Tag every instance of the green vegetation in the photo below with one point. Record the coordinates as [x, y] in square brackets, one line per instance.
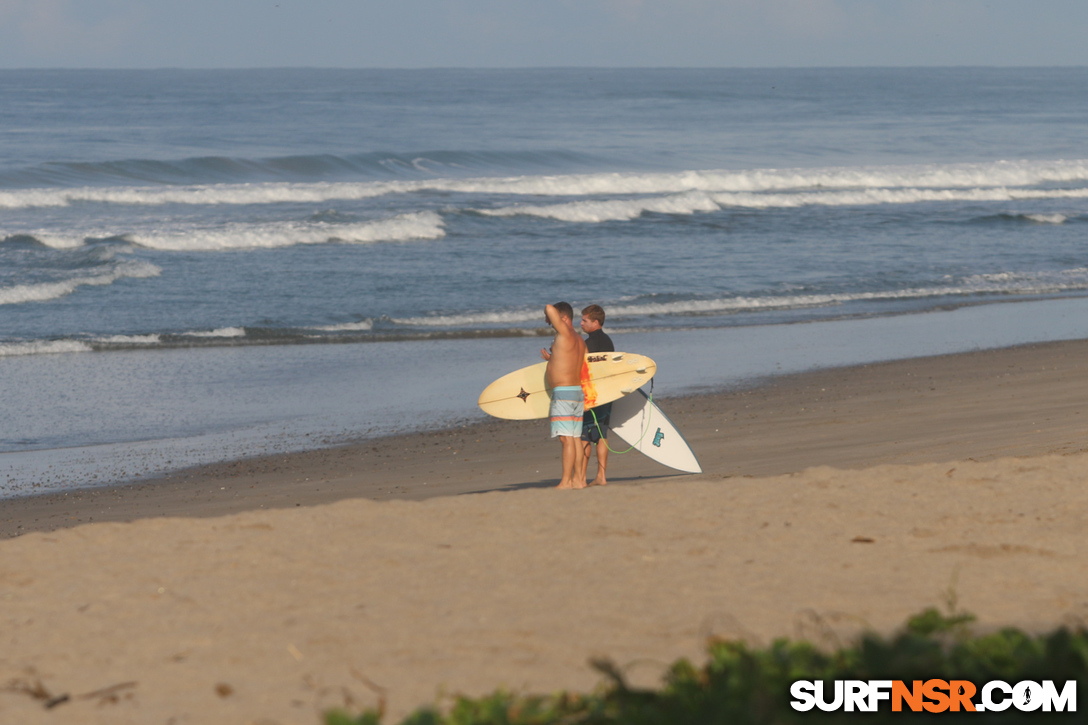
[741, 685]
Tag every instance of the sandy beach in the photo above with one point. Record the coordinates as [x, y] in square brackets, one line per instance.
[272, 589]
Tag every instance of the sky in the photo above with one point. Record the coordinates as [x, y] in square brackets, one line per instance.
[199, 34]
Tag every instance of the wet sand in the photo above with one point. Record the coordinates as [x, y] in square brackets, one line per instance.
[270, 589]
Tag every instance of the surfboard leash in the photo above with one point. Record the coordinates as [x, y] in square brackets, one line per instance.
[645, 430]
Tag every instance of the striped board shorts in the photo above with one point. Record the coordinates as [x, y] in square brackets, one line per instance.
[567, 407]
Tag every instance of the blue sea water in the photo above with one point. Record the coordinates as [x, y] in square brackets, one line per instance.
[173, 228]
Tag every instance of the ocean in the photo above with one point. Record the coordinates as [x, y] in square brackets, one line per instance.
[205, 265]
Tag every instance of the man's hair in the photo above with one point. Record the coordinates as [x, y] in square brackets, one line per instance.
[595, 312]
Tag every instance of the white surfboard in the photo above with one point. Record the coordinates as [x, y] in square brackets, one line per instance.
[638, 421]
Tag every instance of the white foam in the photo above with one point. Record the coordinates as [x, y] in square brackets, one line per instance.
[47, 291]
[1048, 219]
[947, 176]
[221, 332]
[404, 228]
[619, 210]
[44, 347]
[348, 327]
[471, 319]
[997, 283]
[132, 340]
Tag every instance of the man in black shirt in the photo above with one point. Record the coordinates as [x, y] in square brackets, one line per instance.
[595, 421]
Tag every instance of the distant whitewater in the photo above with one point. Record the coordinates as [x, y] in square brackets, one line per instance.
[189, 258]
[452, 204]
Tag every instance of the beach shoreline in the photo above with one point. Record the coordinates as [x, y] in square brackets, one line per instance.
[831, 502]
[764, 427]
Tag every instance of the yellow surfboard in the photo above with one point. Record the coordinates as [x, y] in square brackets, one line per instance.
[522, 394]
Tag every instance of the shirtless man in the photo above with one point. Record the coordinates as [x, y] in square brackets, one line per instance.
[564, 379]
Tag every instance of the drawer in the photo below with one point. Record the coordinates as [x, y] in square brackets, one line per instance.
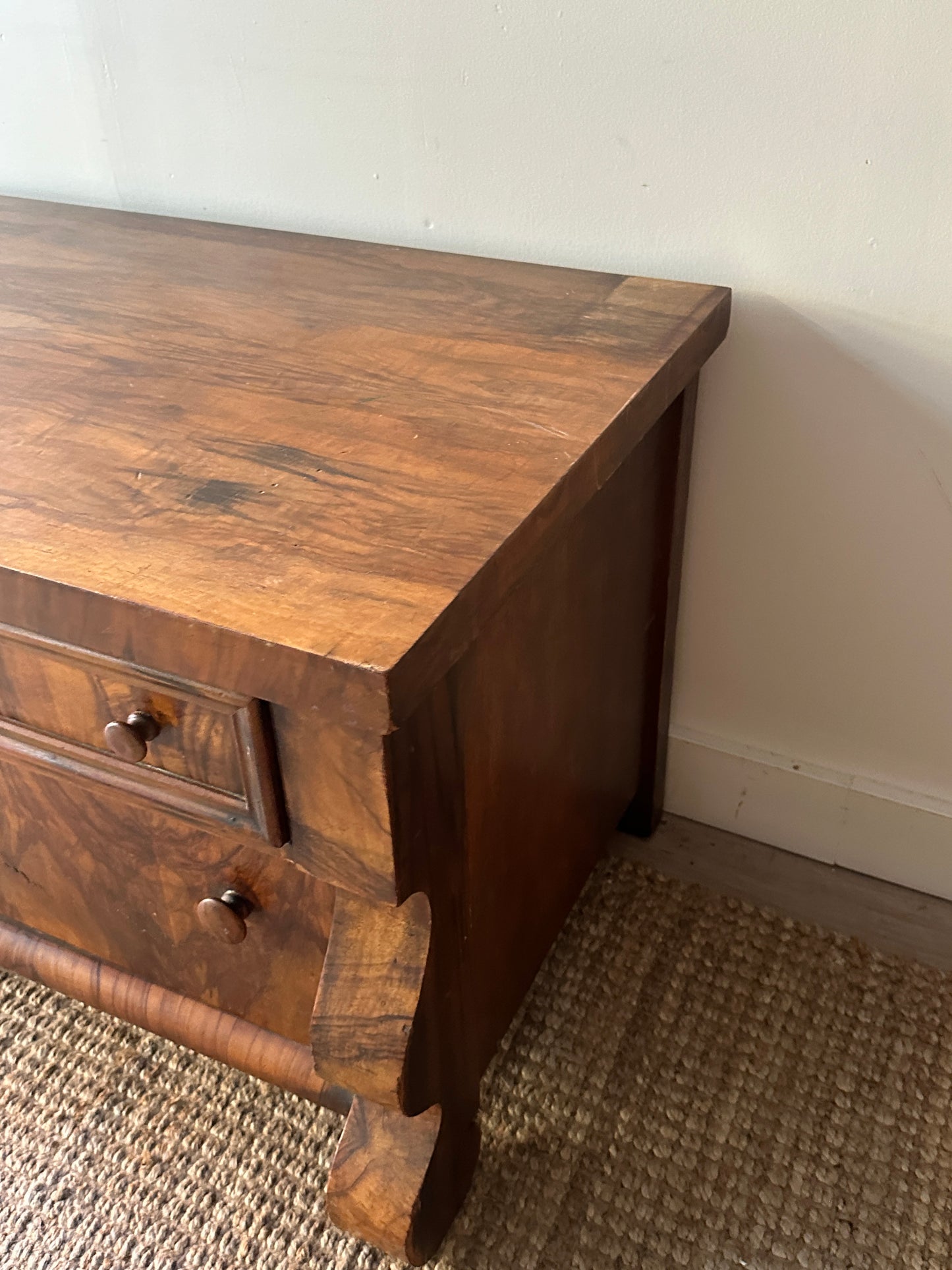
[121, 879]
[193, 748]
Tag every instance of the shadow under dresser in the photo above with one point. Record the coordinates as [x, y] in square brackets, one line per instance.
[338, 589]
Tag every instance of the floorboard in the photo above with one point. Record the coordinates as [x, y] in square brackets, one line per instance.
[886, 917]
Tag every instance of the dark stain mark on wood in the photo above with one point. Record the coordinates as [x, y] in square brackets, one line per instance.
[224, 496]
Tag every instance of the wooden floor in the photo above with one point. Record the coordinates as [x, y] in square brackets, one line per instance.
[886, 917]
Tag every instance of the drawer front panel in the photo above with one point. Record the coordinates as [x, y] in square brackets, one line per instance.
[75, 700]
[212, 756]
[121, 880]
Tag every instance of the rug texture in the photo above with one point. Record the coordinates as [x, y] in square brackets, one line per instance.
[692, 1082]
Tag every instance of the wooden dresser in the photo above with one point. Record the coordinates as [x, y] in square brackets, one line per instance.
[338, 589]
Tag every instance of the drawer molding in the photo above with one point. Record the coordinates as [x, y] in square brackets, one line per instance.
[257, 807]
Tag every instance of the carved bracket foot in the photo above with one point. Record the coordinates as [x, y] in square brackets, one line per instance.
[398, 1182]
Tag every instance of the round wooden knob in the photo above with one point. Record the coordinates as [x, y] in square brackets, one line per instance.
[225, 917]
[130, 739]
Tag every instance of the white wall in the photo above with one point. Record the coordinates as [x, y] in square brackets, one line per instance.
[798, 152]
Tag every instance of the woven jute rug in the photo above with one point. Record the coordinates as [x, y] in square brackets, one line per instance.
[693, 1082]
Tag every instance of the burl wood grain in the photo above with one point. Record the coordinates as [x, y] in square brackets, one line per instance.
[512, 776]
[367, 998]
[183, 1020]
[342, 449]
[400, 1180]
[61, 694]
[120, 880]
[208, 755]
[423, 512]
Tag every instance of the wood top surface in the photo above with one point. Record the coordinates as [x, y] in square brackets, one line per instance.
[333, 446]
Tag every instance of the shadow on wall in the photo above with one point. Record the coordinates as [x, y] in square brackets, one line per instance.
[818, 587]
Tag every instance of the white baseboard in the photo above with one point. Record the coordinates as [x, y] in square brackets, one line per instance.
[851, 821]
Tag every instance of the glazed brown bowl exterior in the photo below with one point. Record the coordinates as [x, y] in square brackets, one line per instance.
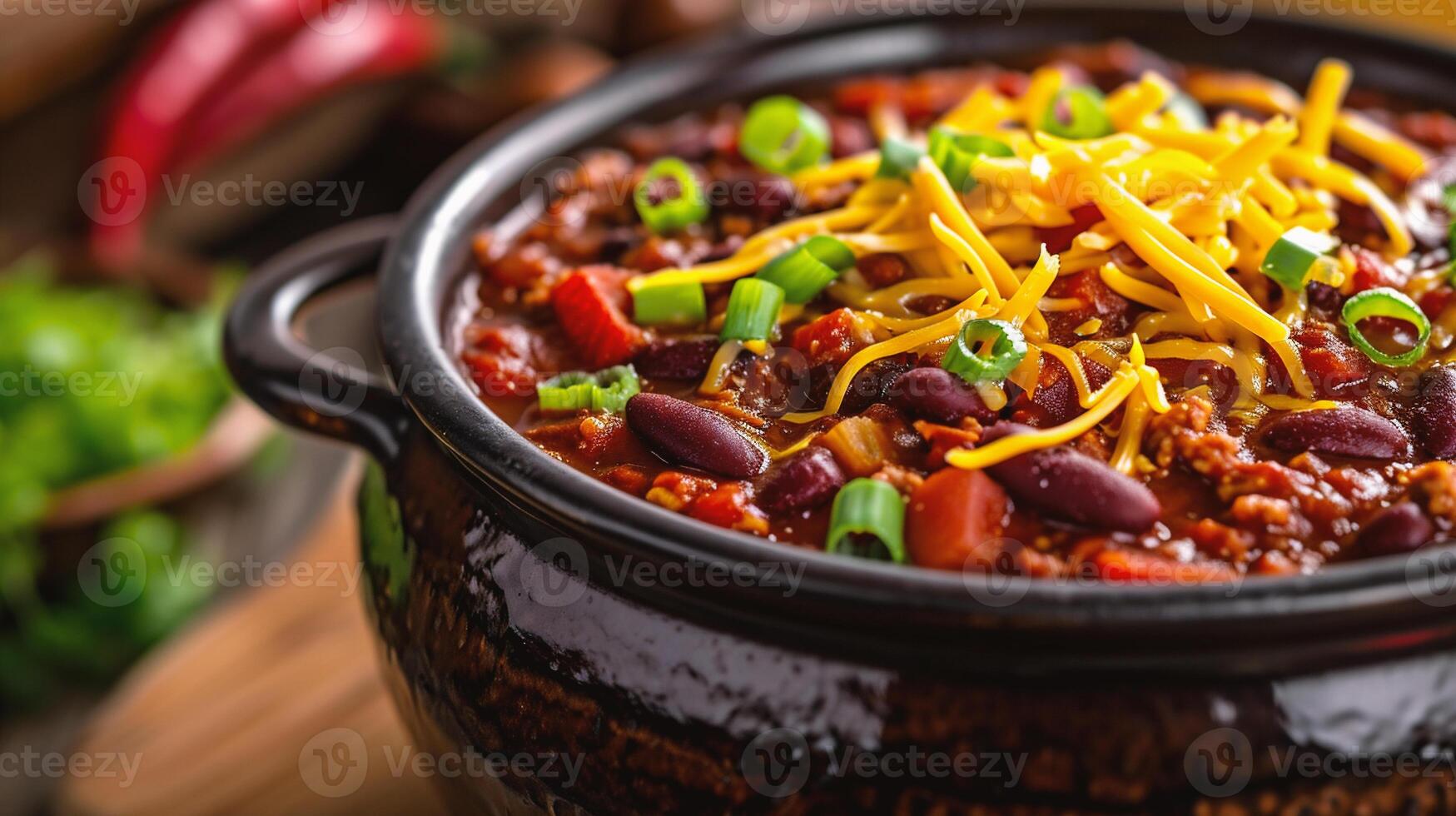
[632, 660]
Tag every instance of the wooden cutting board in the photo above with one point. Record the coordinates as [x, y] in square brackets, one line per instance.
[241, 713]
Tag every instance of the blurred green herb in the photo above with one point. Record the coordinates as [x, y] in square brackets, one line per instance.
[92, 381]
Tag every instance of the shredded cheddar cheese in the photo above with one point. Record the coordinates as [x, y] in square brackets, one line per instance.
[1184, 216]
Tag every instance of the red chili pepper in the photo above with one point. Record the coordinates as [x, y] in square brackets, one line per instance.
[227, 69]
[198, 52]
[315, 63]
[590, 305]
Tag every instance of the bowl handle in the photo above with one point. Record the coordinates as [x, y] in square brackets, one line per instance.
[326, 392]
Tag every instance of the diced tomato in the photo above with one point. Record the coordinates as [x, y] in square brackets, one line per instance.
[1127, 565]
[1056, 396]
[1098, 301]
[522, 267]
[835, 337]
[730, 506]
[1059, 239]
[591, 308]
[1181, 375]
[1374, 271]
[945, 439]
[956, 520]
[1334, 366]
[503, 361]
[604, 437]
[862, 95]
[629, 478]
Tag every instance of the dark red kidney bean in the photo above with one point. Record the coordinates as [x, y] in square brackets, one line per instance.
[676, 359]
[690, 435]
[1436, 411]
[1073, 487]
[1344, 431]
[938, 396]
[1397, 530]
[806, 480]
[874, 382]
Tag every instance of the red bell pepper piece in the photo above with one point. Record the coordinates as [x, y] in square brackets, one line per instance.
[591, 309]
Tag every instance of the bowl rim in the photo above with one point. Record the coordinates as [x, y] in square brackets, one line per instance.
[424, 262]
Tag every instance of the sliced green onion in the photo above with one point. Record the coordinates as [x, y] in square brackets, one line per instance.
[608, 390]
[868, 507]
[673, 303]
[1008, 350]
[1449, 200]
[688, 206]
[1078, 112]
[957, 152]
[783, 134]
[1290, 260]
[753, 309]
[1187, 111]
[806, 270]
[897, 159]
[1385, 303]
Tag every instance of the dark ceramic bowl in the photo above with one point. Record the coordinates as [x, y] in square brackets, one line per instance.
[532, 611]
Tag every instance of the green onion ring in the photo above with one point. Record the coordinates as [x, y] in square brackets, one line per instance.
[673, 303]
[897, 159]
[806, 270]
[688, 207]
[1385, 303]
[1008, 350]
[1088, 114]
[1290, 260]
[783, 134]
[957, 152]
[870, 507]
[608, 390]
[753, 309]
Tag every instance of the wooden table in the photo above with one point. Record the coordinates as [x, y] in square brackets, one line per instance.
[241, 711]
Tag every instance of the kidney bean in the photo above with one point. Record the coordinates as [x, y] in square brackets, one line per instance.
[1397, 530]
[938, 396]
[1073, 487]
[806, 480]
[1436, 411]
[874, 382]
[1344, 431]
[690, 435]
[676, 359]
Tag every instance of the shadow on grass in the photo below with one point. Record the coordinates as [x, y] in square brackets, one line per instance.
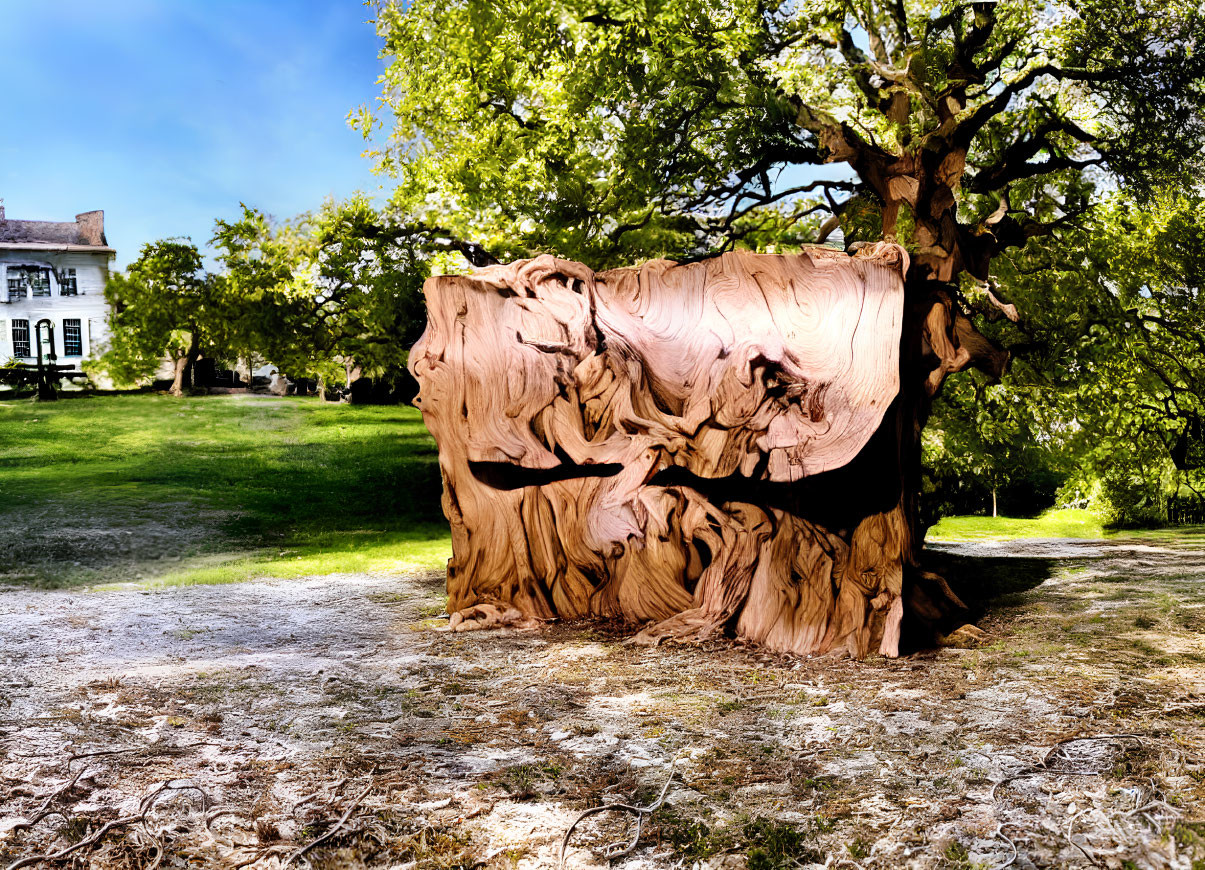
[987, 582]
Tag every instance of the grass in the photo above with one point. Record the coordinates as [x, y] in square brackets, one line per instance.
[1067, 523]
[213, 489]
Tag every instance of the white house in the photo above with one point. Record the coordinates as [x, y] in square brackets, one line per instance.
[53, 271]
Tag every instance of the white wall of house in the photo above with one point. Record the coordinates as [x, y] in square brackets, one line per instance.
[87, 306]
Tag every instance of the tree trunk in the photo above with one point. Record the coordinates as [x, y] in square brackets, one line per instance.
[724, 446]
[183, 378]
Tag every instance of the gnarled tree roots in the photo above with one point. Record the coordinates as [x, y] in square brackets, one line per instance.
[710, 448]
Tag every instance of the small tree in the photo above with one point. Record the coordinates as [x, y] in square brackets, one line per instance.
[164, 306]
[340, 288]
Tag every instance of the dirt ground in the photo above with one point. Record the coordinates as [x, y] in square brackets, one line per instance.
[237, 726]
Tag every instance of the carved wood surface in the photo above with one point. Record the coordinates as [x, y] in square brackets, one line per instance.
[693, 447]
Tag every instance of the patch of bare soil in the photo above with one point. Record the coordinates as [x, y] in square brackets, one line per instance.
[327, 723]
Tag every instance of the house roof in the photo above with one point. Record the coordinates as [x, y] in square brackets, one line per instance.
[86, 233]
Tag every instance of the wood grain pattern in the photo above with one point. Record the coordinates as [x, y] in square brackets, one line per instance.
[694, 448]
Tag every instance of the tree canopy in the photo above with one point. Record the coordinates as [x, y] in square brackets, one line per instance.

◆ What the task requires
The answer must be exactly the lines from the one containing "Tag every instance of the wood grain" through the final line of the data, both ends included, and nothing else.

◆ Response for this exercise
Tag every instance of the wood grain pattern in the photo above with one point. Record the coordinates as [x, y] in square brackets, one line per instance.
[694, 448]
Tag every instance of the tree canopy in the photo above with one point. Record the coordinates as [x, y] in square brackets, one line per instance.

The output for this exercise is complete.